§ ACTIVITY
Nothing but the images should be left out when the entries are restated word for word.

::::

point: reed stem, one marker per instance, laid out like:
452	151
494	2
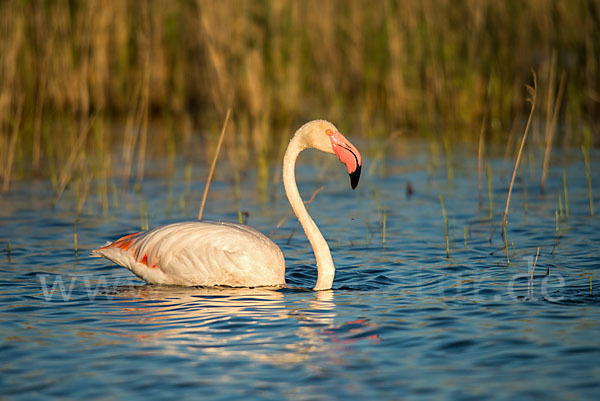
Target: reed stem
214	162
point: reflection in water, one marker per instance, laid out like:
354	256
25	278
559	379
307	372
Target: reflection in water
225	322
402	321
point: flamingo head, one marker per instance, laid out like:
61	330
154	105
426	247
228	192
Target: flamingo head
324	136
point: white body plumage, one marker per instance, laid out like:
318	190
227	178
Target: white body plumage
200	253
204	253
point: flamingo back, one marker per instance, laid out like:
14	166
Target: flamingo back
200	253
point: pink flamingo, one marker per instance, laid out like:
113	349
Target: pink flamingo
208	253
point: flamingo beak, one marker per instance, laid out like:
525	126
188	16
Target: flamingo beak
349	155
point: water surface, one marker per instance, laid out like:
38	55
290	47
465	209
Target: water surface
402	322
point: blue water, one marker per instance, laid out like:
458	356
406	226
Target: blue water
402	322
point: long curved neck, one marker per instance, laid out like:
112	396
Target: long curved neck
325	267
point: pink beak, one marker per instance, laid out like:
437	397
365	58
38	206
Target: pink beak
349	155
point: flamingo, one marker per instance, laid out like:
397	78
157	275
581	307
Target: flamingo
212	253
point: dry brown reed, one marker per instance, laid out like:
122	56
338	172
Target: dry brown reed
532	99
213	164
552	108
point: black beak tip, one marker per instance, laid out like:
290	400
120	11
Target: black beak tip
355	176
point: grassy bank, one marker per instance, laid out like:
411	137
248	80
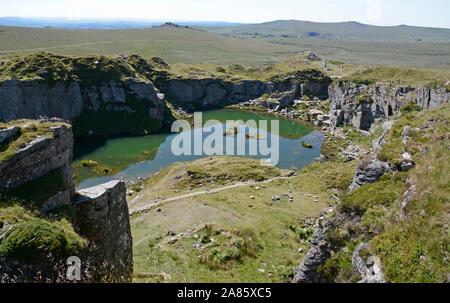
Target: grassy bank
238	234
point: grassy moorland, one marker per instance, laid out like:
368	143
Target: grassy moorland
348	31
173	44
234	235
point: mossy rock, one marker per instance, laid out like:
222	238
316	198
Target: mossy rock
37	239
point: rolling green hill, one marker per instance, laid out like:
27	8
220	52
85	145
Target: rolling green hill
186	45
171	43
348	31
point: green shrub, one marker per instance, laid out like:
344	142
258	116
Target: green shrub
37	239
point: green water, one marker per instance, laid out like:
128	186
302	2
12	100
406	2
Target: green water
132	157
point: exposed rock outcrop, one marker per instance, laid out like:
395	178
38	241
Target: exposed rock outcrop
428	98
370	269
212	93
361	105
316	255
38	158
8	133
101	215
33	99
370	169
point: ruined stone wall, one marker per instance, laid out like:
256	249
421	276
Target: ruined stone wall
101	216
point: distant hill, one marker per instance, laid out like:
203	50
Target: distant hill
348	31
178	44
99	23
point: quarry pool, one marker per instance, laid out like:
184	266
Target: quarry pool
98	160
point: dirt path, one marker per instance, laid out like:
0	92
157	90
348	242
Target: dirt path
135	209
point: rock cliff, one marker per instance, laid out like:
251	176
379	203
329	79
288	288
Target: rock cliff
134	105
362	105
38	158
428	98
99	215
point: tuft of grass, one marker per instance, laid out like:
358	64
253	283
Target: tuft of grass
38	239
29	131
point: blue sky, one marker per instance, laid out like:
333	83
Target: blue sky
434	13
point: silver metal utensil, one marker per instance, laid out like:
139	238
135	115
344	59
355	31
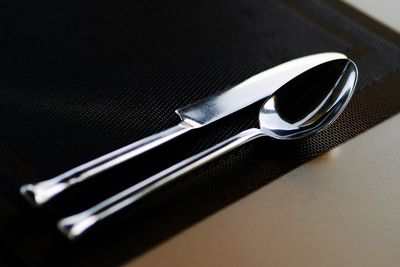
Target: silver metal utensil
193	116
303	106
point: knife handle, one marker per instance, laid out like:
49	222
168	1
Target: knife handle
75	225
41	192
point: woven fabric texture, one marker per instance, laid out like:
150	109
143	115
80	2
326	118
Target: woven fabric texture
81	78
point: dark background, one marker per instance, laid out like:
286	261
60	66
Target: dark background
81	78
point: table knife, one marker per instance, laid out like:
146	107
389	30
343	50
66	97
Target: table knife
195	115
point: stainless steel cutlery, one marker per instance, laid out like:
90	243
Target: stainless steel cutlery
302	97
305	105
193	116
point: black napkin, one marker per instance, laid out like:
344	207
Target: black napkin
81	78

::::

§ OUTPUT
point: reed stem, one marker per instance, laid out like:
452	151
494	2
Target: reed stem
214	162
point: reflection in water, one marker per instance, laid out like:
354	256
25	278
559	379
307	372
Target: reflection in water
225	322
402	321
point: flamingo head, one marker per instance, laid out like:
61	330
154	105
426	247
228	192
Target: flamingo head
324	136
point: white body plumage, one marker per instance, laid out like:
318	190
227	178
Target: white body plumage
200	253
204	253
point: flamingo back, one marker per instance, laid out like:
14	166
Target: flamingo back
200	253
point: pink flamingo, one marker per instance, laid out like:
113	349
Target: pink flamingo
208	253
point: flamingo beak, one marker per instance, laid out like:
525	126
188	16
Target: flamingo beak
349	155
point: water surface, one marker per instance, laid out like:
38	55
290	47
465	209
Target: water surface
402	322
point: blue water, one marker per instance, laid out like:
458	356
406	226
Target: blue water
402	322
point: long curved neck, one marker per instance, laid out like:
112	396
Target: long curved neck
325	267
point: pink beak, one marker per instance, laid out like:
437	397
365	58
38	206
Target: pink beak
349	155
point: flamingo, one marker per instance, laid out like:
397	78
157	275
581	307
Target: flamingo
212	253
point: dry brown reed, one marker per instance, laid out like:
122	56
338	172
Target: dry brown reed
532	99
213	164
552	108
point: black beak tip, one marker per instance, laid out like:
290	400
120	11
Target: black beak tip
355	176
point: grassy bank, one marker per instance, laid out like:
411	137
248	80
Target: grassy bank
238	234
point: grassy moorland, one marker per instance, laid out like:
368	143
Target: grassy moorland
348	31
173	44
234	235
point: mossy rock, one marker per instance, laid out like:
222	238
316	198
Target: mossy rock
37	239
point: rolling green hill, one marker per instance, laid out like:
27	8
220	52
85	145
Target: rolling green hill
186	45
171	43
348	31
point: green shrub, one marker per instance, laid out like:
344	142
258	116
Target: green shrub
37	239
point: green water, one marker per instance, laid out like:
128	186
302	2
12	100
406	2
Target: green water
132	157
point: exposed rock outcrop, one marker per instance, laid out like:
395	178
38	241
Target: exposed rock outcrop
428	98
370	269
212	93
361	105
316	255
38	158
8	133
101	215
33	99
370	169
point: ruined stone wall, one marker per instance, laid out like:
256	249
421	276
Target: ruined stone wall
101	216
point: distant hill, one marker per instance, laid out like:
203	50
Target: distant hill
348	31
178	44
99	23
point: quarry pool, one marker per instance, laid out like:
184	266
Target: quarry pool
98	160
point: dirt path, one marker per instance, laid out like:
0	92
157	90
348	242
Target: dirt path
135	209
point: rock cliff, one marker per instance, laid out like:
251	176
379	203
329	79
288	288
Target: rock cliff
134	105
362	105
38	158
428	98
99	215
point: tuft of grass, one marker per instance, laid out like:
358	64
253	283
Target: tuft of grass
38	239
29	131
point: blue sky, one marker per instance, laid out like:
333	83
Target: blue sky
434	13
point: silver metal utensil, one marker per instance, laid out like:
139	238
135	115
344	59
355	31
Target: silver metal utensil
193	116
303	106
point: knife handle, one marker per instance, laid out like:
49	222
168	1
Target: knife handle
75	225
41	192
point: woven fabric texture, one marker per instance, laid out like:
150	109
143	115
80	2
326	118
Target: woven fabric texture
81	78
point: dark background, one marker per instance, laid out like:
286	261
60	66
Target: dark background
81	78
point: table knife, one marker per instance, laid out like:
146	107
389	30
343	50
66	97
Target: table knife
195	115
point: stainless steel cutlery, one marker per instance, laid out like:
90	243
Target: stainless steel cutlery
302	97
305	105
193	116
point: black napkin, one marker per instance, laid out like:
344	207
Target: black napkin
81	78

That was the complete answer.